Passenger Restraint Devices in Emergency Response Vehicles

Bureau of EMS Policy Statement
Policy Statement # 08-04
Date 07/16/2008
Subject Seatbelt Use in Emergency Vehicles
Supercedes/Updates 88-19, 98-13

For the previous five (5) years, the New York State Department of Motor Vehicles reported an annual average of 489 ambulance vehicle crashes. A growing number of these crashes have cost the lives or seriously injured EMS providers, patients and the general public. The NYS Vehicle & Traffic Law requires drivers and all front seat passengers in motor vehicles to be restrained in safety seats or by safety belts. While an exemption in the law specifically excludes those vehicles defined as an "authorized emergency vehicle (V&T section 101)" which includes ambulances, it is vitally important that seatbelts are used at all times by every occupant of an emergency vehicle.

National Highway Traffic Safety Administration (NHTSA) data shows that when lap/shoulder seat belts are used properly, they reduce the risk of fatal injury to front-seat passenger car occupants by 45 percent and the risk of moderate-to-critical injury by 50 percent. For light-truck front-seat occupants, seat belts reduce the risk of fatal injury by 60 percent and the risk of moderate-to-critical injury by 65 percent. (Light trucks, weighing less than 10,000 lbs., also include truck-based station wagons.)
▬▬▬
• WORK TASK 1:
Update the seatbelt policy statement by writing out everything from "National Highway Traffic" down to "truck-based station wagons.)", replacing "passenger car" with "automobile".
• WORK TASK 2:
According to the seatbelt policy statement, what annual average number of ambulance vehicle crashes did the New York State Department of Motor Vehicles report for the previous five years?
Rely only on the seatbelt policy statement for what follows.

• LISTED RECORDS:
▬▬▬
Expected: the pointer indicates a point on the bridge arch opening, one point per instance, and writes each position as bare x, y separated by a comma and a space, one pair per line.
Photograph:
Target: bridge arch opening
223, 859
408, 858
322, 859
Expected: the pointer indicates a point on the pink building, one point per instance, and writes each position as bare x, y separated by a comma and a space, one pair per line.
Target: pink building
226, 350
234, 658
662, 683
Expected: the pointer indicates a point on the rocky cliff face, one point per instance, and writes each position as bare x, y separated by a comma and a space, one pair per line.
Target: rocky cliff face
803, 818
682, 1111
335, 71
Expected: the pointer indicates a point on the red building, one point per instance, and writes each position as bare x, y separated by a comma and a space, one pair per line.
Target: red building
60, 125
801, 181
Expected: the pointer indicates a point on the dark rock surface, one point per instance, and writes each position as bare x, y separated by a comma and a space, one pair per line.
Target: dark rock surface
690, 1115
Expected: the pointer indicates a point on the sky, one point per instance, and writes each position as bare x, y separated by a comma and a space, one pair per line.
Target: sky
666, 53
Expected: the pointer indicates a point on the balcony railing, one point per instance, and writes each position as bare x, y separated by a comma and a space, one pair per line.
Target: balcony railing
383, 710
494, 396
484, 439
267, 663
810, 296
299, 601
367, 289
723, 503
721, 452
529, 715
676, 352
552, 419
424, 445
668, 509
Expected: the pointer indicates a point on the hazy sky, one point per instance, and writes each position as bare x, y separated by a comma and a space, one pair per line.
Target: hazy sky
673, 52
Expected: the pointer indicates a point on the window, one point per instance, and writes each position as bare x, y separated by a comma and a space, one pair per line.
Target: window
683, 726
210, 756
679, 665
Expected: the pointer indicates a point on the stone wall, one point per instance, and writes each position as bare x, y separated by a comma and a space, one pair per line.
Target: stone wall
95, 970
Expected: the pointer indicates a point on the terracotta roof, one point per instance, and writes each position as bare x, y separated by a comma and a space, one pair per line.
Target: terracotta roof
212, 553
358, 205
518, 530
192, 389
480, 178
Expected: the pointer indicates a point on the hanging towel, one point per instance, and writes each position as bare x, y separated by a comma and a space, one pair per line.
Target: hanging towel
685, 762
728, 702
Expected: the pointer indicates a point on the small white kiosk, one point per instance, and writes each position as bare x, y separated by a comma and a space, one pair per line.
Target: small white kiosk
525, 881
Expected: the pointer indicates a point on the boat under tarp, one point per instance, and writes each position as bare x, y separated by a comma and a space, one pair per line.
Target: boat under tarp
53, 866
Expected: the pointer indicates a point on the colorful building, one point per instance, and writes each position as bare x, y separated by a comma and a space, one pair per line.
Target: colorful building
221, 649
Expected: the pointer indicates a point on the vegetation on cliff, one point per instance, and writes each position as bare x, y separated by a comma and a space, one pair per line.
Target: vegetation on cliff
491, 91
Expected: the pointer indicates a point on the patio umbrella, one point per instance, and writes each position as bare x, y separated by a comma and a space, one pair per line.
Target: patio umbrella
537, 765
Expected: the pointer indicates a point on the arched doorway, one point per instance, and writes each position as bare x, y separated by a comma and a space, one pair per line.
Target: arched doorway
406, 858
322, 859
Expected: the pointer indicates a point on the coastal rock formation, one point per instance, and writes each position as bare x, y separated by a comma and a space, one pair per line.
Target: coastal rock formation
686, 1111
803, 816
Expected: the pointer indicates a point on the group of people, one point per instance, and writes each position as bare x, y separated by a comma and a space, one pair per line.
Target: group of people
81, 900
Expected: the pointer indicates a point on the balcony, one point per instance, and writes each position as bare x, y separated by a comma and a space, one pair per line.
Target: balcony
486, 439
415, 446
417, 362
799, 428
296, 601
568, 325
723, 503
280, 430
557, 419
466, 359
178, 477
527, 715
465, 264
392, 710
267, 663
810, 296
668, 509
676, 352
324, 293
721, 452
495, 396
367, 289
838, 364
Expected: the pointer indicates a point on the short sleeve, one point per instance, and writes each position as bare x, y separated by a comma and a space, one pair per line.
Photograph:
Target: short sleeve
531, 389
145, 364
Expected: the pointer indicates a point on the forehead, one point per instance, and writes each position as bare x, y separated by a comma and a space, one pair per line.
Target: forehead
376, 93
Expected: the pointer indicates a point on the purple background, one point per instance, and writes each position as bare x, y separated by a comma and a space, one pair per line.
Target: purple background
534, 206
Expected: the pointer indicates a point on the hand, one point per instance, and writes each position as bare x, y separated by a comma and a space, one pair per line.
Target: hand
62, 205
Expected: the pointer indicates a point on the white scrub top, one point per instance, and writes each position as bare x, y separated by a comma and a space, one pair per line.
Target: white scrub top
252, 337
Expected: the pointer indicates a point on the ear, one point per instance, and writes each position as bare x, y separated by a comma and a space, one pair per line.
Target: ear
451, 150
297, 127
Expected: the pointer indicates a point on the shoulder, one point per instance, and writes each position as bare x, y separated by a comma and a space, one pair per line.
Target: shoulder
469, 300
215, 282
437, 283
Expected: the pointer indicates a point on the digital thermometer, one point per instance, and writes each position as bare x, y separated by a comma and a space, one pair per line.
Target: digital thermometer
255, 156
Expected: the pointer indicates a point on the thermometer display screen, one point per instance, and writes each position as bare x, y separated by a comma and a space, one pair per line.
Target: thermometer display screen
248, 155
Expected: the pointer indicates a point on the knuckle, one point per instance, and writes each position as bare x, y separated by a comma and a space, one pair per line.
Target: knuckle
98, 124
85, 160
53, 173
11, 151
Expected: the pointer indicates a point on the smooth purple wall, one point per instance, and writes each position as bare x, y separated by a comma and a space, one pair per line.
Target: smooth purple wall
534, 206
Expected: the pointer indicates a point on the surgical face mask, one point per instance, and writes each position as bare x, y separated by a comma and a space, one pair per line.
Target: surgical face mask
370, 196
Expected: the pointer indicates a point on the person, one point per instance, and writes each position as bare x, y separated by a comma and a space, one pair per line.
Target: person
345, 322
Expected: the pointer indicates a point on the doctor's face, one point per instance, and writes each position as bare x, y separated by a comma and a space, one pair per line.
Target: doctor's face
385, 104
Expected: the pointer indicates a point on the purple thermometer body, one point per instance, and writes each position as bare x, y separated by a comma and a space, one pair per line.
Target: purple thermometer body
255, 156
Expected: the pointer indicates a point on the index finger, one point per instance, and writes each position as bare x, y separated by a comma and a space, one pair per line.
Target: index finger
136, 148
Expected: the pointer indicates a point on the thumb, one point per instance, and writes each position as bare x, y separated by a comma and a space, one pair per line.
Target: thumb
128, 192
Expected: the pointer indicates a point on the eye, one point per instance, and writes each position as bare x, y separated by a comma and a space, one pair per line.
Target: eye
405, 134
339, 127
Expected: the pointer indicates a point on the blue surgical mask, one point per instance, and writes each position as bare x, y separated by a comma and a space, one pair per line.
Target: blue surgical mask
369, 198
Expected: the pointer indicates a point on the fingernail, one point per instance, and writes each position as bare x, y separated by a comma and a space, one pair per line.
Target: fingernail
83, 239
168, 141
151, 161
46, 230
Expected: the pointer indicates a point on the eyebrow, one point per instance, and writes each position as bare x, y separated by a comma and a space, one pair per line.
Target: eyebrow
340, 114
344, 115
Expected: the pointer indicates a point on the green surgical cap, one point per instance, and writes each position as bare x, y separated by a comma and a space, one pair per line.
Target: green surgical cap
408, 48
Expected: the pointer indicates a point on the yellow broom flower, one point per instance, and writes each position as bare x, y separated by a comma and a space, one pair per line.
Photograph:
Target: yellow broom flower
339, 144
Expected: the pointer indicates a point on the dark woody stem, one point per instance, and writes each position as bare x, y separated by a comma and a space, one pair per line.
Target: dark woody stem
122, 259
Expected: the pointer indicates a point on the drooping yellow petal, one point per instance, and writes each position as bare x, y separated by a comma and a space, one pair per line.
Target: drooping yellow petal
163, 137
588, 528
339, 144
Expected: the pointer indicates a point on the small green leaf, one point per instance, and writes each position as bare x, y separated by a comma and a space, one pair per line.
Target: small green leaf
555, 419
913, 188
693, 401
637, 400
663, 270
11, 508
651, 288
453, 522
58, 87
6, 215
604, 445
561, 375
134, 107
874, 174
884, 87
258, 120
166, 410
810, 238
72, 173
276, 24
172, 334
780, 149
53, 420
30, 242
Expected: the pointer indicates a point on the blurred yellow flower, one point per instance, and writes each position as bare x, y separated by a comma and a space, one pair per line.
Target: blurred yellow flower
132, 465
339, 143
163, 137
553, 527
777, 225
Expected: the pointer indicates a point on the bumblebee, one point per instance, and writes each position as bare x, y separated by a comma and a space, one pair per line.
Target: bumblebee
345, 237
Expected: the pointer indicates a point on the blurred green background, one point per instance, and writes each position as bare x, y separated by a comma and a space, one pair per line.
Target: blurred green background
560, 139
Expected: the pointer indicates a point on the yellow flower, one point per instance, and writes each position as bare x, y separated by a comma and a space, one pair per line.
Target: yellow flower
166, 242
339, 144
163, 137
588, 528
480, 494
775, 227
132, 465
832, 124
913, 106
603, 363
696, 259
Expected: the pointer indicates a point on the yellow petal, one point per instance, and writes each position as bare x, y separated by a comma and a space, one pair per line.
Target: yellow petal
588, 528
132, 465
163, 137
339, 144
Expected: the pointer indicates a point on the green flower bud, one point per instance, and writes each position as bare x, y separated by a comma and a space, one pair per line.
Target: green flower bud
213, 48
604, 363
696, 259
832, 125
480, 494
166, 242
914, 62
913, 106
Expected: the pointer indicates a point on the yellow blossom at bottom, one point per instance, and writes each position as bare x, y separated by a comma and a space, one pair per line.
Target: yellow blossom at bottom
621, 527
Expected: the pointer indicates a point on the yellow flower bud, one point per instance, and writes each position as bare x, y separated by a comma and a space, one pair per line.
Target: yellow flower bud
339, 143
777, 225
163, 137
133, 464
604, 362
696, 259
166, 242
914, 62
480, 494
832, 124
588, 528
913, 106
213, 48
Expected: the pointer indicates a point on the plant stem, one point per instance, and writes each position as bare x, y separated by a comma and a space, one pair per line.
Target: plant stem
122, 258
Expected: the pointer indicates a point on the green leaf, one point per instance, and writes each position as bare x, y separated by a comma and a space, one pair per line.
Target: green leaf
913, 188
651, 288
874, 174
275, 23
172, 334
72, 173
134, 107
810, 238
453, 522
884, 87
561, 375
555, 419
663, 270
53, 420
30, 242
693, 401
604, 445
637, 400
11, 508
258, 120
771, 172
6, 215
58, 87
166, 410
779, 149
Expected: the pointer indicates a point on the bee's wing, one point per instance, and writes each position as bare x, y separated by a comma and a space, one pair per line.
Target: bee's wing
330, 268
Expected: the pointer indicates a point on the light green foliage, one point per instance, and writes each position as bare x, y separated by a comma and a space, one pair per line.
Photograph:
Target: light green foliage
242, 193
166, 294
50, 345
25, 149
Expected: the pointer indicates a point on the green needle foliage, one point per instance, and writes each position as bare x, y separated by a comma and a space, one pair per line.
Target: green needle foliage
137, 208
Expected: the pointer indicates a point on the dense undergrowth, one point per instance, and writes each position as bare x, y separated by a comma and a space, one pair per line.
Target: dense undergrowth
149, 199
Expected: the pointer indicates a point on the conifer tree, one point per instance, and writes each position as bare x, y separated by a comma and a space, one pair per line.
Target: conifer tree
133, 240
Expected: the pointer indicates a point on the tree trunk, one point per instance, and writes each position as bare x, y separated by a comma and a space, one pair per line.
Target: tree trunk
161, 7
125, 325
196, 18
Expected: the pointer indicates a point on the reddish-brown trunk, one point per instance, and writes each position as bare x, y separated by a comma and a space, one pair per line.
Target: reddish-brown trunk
▬▬▬
• RESPONSE AREA 1:
National Highway Traffic Safety Administration (NHTSA) data shows that when lap/shoulder seat belts are used properly, they reduce the risk of fatal injury to front-seat automobile occupants by 45 percent and the risk of moderate-to-critical injury by 50 percent. For light-truck front-seat occupants, seat belts reduce the risk of fatal injury by 60 percent and the risk of moderate-to-critical injury by 65 percent. (Light trucks, weighing less than 10,000 lbs., also include truck-based station wagons.)

• RESPONSE AREA 2:
489 ambulance vehicle crashes per year.